* _Objective_: Rewrite the lines from the line with "Please put a point on each instance of the trash" through the last line, replacing "trash bin" with "garbage can" and leaving everything else unchanged.

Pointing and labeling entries
- - -

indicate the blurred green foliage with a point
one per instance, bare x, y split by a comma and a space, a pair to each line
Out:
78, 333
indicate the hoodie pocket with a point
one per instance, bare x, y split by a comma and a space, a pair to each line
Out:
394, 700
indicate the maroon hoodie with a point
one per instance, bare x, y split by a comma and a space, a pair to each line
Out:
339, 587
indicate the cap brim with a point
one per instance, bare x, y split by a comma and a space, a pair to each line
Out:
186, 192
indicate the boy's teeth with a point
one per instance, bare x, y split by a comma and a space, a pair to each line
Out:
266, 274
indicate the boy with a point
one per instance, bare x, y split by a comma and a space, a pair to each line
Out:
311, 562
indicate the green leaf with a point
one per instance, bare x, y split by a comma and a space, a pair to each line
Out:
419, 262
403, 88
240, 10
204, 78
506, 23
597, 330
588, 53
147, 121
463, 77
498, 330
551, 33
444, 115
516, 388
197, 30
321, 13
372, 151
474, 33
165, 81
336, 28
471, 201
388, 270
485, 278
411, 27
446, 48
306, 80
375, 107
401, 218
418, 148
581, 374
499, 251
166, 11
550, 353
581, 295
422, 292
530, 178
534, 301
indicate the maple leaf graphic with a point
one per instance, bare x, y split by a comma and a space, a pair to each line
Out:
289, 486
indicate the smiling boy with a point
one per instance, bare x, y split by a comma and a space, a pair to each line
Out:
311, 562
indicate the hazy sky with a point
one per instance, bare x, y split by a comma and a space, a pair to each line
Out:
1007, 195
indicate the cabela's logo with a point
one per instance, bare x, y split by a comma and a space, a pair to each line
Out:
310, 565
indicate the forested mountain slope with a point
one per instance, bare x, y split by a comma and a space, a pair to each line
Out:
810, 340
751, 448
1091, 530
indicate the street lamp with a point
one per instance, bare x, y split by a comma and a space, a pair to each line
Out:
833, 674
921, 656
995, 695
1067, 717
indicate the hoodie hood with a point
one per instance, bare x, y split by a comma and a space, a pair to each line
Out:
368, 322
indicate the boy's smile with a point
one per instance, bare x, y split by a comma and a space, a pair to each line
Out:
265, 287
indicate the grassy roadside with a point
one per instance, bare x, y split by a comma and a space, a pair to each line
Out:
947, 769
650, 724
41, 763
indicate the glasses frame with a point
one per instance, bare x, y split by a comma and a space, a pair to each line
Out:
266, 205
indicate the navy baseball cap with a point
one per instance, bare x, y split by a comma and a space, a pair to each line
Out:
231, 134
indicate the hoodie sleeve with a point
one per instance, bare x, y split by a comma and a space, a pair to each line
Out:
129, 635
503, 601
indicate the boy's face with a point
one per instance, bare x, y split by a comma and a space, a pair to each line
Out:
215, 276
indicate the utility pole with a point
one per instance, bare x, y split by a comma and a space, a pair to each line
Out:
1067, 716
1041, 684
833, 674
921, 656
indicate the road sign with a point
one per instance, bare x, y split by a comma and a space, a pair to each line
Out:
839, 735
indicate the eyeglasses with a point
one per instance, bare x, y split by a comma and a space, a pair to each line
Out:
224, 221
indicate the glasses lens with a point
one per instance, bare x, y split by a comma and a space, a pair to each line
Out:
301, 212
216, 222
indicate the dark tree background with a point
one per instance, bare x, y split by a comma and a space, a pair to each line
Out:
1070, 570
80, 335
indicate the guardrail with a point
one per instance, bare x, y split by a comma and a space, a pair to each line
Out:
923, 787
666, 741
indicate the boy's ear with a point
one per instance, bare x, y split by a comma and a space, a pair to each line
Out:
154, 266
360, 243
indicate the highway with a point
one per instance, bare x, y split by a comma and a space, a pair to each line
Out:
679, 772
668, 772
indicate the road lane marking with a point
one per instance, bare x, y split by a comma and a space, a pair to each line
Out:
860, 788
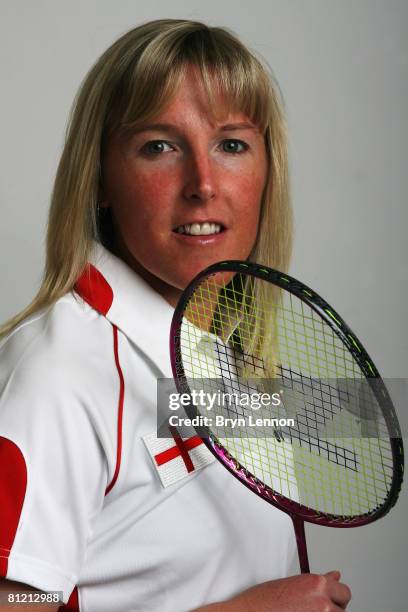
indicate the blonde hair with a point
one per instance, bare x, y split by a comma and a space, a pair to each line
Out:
131, 83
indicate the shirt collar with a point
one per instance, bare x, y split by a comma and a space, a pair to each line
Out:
112, 288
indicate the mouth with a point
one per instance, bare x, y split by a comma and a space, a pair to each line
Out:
205, 228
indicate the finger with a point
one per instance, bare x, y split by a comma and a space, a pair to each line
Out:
340, 594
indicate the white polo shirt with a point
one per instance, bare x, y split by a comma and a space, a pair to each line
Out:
82, 506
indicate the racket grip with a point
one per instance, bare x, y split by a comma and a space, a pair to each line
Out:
299, 527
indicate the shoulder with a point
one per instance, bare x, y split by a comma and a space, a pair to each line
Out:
63, 338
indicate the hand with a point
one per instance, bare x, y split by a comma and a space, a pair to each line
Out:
303, 593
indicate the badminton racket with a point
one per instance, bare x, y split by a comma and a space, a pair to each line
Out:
327, 448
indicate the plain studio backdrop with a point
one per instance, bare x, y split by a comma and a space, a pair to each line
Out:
343, 70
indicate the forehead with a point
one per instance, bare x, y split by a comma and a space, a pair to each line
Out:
191, 101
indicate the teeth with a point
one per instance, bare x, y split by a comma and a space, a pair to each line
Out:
199, 229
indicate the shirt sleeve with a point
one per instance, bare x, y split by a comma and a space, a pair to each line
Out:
53, 469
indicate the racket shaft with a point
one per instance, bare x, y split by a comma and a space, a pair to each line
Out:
299, 526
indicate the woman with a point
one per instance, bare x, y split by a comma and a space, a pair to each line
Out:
175, 158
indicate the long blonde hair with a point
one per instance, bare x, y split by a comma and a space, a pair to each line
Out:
130, 83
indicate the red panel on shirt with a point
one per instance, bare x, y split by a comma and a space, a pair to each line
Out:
95, 289
13, 484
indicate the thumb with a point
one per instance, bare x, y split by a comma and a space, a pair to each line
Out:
334, 574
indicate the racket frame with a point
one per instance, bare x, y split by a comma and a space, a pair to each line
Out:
298, 512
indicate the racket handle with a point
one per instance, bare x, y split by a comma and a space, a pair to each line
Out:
299, 526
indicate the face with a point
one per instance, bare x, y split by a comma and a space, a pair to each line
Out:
185, 190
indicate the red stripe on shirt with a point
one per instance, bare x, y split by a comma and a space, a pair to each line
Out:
13, 485
95, 289
120, 409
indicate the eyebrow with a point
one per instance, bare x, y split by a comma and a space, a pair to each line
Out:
169, 127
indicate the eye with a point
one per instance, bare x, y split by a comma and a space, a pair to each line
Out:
156, 147
234, 146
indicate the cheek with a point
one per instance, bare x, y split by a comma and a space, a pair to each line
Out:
144, 196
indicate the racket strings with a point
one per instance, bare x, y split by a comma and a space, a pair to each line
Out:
336, 458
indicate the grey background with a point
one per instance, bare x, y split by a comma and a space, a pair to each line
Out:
343, 68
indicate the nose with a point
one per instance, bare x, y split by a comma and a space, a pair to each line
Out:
199, 184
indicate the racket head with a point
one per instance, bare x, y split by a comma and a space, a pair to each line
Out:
223, 272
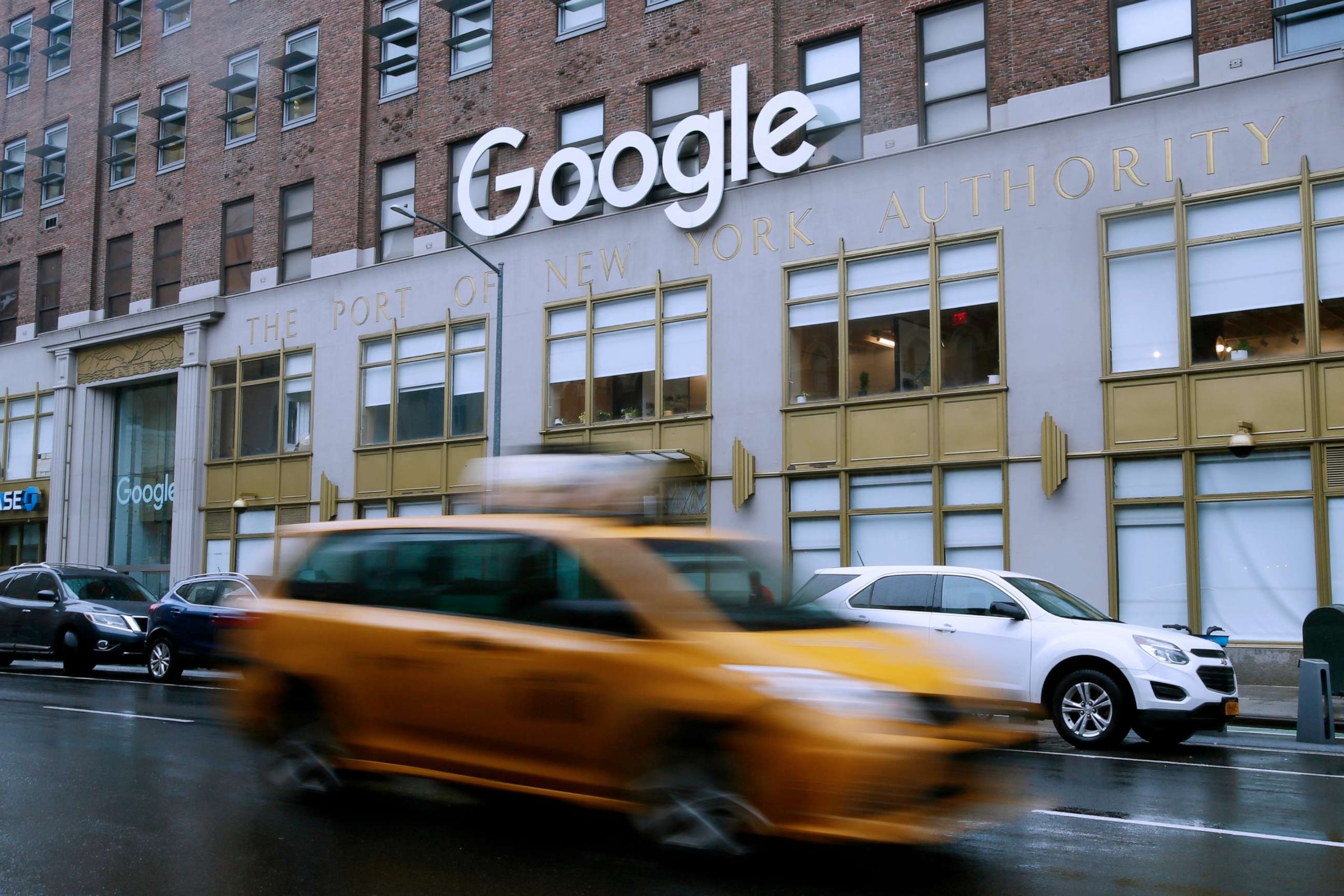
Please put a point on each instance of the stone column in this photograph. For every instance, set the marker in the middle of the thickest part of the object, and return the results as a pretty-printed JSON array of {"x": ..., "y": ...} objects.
[
  {"x": 62, "y": 444},
  {"x": 189, "y": 468}
]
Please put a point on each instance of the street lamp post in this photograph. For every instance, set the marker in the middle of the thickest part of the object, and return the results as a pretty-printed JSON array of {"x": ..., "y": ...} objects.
[{"x": 499, "y": 313}]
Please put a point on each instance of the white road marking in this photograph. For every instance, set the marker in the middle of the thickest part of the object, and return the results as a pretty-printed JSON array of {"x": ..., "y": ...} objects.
[
  {"x": 126, "y": 682},
  {"x": 122, "y": 715},
  {"x": 1195, "y": 828},
  {"x": 1171, "y": 762}
]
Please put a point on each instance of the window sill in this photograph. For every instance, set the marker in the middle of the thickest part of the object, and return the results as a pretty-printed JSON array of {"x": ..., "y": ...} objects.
[
  {"x": 468, "y": 73},
  {"x": 299, "y": 122},
  {"x": 576, "y": 33},
  {"x": 398, "y": 96}
]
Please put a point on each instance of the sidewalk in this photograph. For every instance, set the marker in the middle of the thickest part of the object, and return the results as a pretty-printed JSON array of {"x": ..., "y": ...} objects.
[{"x": 1277, "y": 704}]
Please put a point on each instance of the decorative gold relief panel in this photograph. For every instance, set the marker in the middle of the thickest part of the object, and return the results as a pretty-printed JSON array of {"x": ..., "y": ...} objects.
[
  {"x": 1147, "y": 413},
  {"x": 1274, "y": 403},
  {"x": 888, "y": 434}
]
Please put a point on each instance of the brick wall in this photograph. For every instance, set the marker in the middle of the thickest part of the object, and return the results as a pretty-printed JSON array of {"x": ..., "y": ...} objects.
[{"x": 1034, "y": 45}]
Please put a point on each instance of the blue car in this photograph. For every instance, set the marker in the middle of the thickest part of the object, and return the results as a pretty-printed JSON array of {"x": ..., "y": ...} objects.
[{"x": 185, "y": 624}]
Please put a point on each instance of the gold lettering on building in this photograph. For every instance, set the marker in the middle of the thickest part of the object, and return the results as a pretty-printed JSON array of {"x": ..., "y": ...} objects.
[
  {"x": 1060, "y": 174},
  {"x": 761, "y": 235},
  {"x": 924, "y": 211},
  {"x": 1030, "y": 187},
  {"x": 1209, "y": 146},
  {"x": 1127, "y": 167},
  {"x": 1263, "y": 137},
  {"x": 737, "y": 248}
]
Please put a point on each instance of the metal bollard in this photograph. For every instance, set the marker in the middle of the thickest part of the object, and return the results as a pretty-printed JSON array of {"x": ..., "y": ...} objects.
[{"x": 1315, "y": 711}]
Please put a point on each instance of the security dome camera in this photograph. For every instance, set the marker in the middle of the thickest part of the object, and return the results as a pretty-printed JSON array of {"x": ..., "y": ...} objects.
[{"x": 1242, "y": 442}]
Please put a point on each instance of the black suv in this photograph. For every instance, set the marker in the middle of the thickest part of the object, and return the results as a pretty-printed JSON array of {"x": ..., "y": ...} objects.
[{"x": 81, "y": 614}]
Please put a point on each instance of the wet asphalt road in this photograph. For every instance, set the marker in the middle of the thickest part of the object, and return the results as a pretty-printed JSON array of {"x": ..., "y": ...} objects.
[{"x": 107, "y": 804}]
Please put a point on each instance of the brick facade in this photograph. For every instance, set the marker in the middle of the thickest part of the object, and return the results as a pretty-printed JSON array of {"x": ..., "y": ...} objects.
[{"x": 1034, "y": 45}]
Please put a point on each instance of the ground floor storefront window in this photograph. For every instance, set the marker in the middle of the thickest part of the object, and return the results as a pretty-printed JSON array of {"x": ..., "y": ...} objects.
[
  {"x": 1238, "y": 534},
  {"x": 951, "y": 515}
]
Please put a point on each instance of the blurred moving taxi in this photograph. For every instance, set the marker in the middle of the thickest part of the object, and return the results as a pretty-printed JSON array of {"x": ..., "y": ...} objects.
[{"x": 662, "y": 672}]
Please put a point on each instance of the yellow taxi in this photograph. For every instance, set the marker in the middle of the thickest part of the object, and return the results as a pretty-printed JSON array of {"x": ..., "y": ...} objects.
[{"x": 656, "y": 671}]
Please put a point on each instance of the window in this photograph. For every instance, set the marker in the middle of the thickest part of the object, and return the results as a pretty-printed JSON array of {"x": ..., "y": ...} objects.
[
  {"x": 1307, "y": 27},
  {"x": 396, "y": 231},
  {"x": 58, "y": 24},
  {"x": 49, "y": 292},
  {"x": 399, "y": 38},
  {"x": 624, "y": 381},
  {"x": 122, "y": 135},
  {"x": 670, "y": 102},
  {"x": 19, "y": 43},
  {"x": 472, "y": 41},
  {"x": 1245, "y": 287},
  {"x": 896, "y": 309},
  {"x": 580, "y": 15},
  {"x": 8, "y": 303},
  {"x": 1152, "y": 48},
  {"x": 167, "y": 264},
  {"x": 29, "y": 425},
  {"x": 300, "y": 68},
  {"x": 902, "y": 518},
  {"x": 236, "y": 254},
  {"x": 831, "y": 80},
  {"x": 296, "y": 233},
  {"x": 581, "y": 127},
  {"x": 176, "y": 15},
  {"x": 480, "y": 186},
  {"x": 172, "y": 127},
  {"x": 241, "y": 98},
  {"x": 13, "y": 168},
  {"x": 261, "y": 406},
  {"x": 117, "y": 284},
  {"x": 53, "y": 152},
  {"x": 128, "y": 23},
  {"x": 953, "y": 73},
  {"x": 412, "y": 367}
]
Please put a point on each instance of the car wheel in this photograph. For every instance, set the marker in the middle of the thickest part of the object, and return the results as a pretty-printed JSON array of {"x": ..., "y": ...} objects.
[
  {"x": 164, "y": 663},
  {"x": 301, "y": 763},
  {"x": 1166, "y": 737},
  {"x": 74, "y": 659},
  {"x": 1090, "y": 710},
  {"x": 691, "y": 801}
]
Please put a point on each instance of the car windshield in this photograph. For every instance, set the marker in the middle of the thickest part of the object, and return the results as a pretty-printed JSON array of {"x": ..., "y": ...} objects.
[
  {"x": 744, "y": 582},
  {"x": 107, "y": 588},
  {"x": 1058, "y": 602}
]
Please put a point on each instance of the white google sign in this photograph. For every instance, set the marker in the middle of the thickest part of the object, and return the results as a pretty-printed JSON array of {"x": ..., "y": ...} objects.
[{"x": 765, "y": 140}]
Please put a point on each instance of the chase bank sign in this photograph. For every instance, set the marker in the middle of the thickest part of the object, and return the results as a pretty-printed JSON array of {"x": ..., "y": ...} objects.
[
  {"x": 765, "y": 141},
  {"x": 27, "y": 500}
]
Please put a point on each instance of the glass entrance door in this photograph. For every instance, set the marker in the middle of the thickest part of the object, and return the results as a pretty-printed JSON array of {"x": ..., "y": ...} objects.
[{"x": 143, "y": 487}]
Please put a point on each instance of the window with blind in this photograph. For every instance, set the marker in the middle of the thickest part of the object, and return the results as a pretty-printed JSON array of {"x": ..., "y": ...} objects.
[{"x": 627, "y": 339}]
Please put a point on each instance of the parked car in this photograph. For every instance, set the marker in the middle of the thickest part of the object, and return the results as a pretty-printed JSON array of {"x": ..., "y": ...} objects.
[
  {"x": 84, "y": 616},
  {"x": 643, "y": 669},
  {"x": 1029, "y": 641},
  {"x": 185, "y": 625}
]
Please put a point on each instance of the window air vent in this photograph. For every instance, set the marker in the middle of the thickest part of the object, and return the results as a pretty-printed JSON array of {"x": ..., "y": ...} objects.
[{"x": 1335, "y": 466}]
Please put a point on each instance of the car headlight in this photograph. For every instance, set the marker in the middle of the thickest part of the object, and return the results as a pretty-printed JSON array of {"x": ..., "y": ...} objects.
[
  {"x": 835, "y": 693},
  {"x": 108, "y": 621},
  {"x": 1164, "y": 651}
]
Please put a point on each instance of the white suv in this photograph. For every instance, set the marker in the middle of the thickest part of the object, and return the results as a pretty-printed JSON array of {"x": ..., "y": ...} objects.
[{"x": 1027, "y": 641}]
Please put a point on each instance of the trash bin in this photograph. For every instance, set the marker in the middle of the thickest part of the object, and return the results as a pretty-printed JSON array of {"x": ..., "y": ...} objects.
[{"x": 1323, "y": 639}]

- - -

* _Task response_:
Please put a point on each instance of the garbage can in this photograph. For every instance, set the marker in the middle of the thickest part of the object, and return the results as a pretty-printed JSON array of {"x": ..., "y": ...} objects.
[{"x": 1323, "y": 639}]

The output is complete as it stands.